=== SUPPLIED TEXT ===
Don Eyles Speaking at Boston City Hall

In Their Own Words: Don Eyles on Gyroscopes

Don Eyles Receives an Award at Boston City Hall

Don Eyles worked on the software and computer engineering team for the lunar module at the MIT Instrumentation Lab (now Draper).

"The Gyros in the Apollo Inertial Measurement Unit

A gyroscope wants to keep its orientation because the momentum of its spinning wheel resists the tilting of the axle. The orientation it “wants” to keep has nothing to do with the surface of the Earth or any other local phenomenon. It is fixed to inertial space. Point the spin axis of a perfect gyroscope at a particular star in the sky and it will forever point to that star. As a matter of fact stars do very slowly shift—but that perfect gyroscope that you could hold in your hand might as well be bolted to the cast iron framework of the universe itself.

The gyroscopes in an IMU like the one on Apollo took advantage of another characteristic of gyroscopes, that if you disturb one by rotating it around an axis perpendicular to the spin axis, it will try to rotate around the third axis. The output force can be turned into an electrical signal proportional to the angular rate of the disturbance. In other words, a gyroscope can provide a direct readout of angular rate.

The function of the gyroscopes in the Apollo IMU was to maintain the alignment of the inertial platform. The wheel in each gyroscope, consisting of a beryllium hub and a steel rim, was about 4 cm in diameter, weighed 84 grams, and spun at 24,000 rpm. By itself such a gyro was too feeble to hold its orientation against a serious disturbance, but these gyros were not effectors but sensors — sensors of sublime sensitivity — linked to motors in each of the gimbals. When the gyros sensed a disturbance the motors would react. As a result the inertial platform never moved. Hence its second name: the stable member.

So it was that deep inside an Apollo spacecraft, surrounded by electronic assemblies, suspended inside a spherical case, was an object that never budged from its fixed relationship to the stars, no matter how the spacecraft maneuvered. That was the equivalent of a compass. A compass does not tell you where you are on the ocean, it tells you a single angle — and that is enough. The inertial sensor goes beyond that. It gives you three angles that together define your orientation in three dimensions, and it works anywhere — even in space away from Earth’s magnetic field.
=== DATA PROVIDED ===
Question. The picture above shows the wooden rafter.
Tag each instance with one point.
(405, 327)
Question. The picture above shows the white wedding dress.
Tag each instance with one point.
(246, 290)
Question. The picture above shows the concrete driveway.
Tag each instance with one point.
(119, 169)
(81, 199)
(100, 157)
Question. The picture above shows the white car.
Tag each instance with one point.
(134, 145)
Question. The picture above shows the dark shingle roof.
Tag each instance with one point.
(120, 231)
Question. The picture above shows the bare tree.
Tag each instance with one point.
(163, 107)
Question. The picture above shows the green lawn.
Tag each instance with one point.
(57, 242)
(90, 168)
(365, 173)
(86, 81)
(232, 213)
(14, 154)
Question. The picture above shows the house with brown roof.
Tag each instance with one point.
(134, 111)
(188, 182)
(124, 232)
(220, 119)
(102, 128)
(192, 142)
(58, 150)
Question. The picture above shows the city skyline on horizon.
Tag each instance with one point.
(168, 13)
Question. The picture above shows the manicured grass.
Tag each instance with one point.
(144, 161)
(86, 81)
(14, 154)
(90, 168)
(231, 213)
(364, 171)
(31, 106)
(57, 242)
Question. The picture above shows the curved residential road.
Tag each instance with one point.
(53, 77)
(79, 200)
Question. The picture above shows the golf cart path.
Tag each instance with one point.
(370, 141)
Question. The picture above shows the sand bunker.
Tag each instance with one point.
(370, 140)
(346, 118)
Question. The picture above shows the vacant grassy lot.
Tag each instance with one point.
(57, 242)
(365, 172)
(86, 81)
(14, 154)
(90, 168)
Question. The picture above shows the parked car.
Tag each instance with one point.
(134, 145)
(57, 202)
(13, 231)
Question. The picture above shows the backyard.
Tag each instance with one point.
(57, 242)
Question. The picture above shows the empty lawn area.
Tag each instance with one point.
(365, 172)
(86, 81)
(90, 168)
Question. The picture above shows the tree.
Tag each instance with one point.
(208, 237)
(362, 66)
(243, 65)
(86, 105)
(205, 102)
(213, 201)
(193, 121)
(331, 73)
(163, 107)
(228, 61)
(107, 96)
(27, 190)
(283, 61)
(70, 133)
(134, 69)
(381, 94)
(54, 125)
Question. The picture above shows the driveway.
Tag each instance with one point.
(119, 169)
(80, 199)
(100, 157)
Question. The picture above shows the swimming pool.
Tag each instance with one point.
===
» **PROBLEM TO SOLVE**
From the passage on Apollo gyroscopes, list every figure it gives for the wheel inside each gyroscope of the Apollo IMU, along with what each figure measures.

» **REPLY**
- Diameter: about 4 cm
- Weight: 84 grams
- Spin rate: 24,000 rpm